> Your task
A faithful transcription of all the data is required.

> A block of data
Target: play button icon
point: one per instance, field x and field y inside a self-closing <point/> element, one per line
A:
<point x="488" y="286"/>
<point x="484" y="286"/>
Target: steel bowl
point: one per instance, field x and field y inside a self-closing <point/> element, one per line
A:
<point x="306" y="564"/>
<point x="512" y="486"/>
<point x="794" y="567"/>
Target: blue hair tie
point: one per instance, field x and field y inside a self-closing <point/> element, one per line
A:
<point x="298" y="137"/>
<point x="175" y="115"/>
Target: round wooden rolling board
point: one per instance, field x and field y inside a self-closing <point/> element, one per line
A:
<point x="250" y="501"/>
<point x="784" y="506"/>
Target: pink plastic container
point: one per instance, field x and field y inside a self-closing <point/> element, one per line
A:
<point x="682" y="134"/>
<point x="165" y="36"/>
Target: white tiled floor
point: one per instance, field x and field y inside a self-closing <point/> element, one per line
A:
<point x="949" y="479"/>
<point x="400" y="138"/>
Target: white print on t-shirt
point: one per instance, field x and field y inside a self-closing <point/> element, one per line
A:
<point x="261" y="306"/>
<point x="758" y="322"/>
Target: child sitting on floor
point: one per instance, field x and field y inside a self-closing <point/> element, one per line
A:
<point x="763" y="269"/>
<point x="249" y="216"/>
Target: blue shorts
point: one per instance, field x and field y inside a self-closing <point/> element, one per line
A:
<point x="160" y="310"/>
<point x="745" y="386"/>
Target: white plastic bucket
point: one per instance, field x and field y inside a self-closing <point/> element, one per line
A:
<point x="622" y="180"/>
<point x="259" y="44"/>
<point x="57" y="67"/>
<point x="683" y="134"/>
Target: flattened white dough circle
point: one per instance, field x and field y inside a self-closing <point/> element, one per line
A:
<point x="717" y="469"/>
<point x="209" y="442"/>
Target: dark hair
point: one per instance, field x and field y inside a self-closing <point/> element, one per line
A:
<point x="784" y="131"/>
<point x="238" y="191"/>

> Full response
Target: play button icon
point: one per instance, field x and field y inside a self-closing <point/> element, one per line
A:
<point x="488" y="286"/>
<point x="484" y="286"/>
Target: steel bowl
point: one per instance, field x and field y inside a self-closing <point/> element, one per line
A:
<point x="306" y="564"/>
<point x="512" y="486"/>
<point x="794" y="567"/>
Target: blue hair tie
point: one per instance, field x and field y inside a self-closing <point/> element, one per line
A:
<point x="298" y="137"/>
<point x="175" y="115"/>
Target: round wooden rolling board
point: one per instance, field x and field y inside a self-closing <point/> element, one per line
A:
<point x="250" y="501"/>
<point x="784" y="506"/>
Target: pink plastic container
point: one per instance, field x and field y inside a self-closing <point/> element, one per line
A:
<point x="682" y="134"/>
<point x="165" y="36"/>
Target: white tiled floor
point: one per instance, field x and field y inside a self-closing <point/> element, one per line
A:
<point x="949" y="479"/>
<point x="400" y="138"/>
Target: white print on t-shirt
point: one per instance, field x and field y inside a self-closing <point/> element, one per line
A:
<point x="261" y="306"/>
<point x="758" y="322"/>
Target: child sitting on floor
point: one per instance, field x and field y inside a self-closing <point/> element, one per line
A:
<point x="763" y="269"/>
<point x="249" y="216"/>
Target: blue shorts
point: one per instance, field x and field y inside a self-closing <point/> element, one per line
A:
<point x="160" y="310"/>
<point x="745" y="386"/>
Target: white plastic bucket
point: one per instance, field x and field y inside a self-closing <point/> element, one per line
A:
<point x="622" y="180"/>
<point x="259" y="44"/>
<point x="57" y="67"/>
<point x="683" y="134"/>
Target: flattened white dough circle
point: one per instance, field x and field y inside a self-closing <point/> element, one per line
A:
<point x="717" y="469"/>
<point x="209" y="442"/>
Target: dark hair
point: one per instance, field x and field y inside a self-closing <point/> element, one per line
A:
<point x="784" y="131"/>
<point x="238" y="191"/>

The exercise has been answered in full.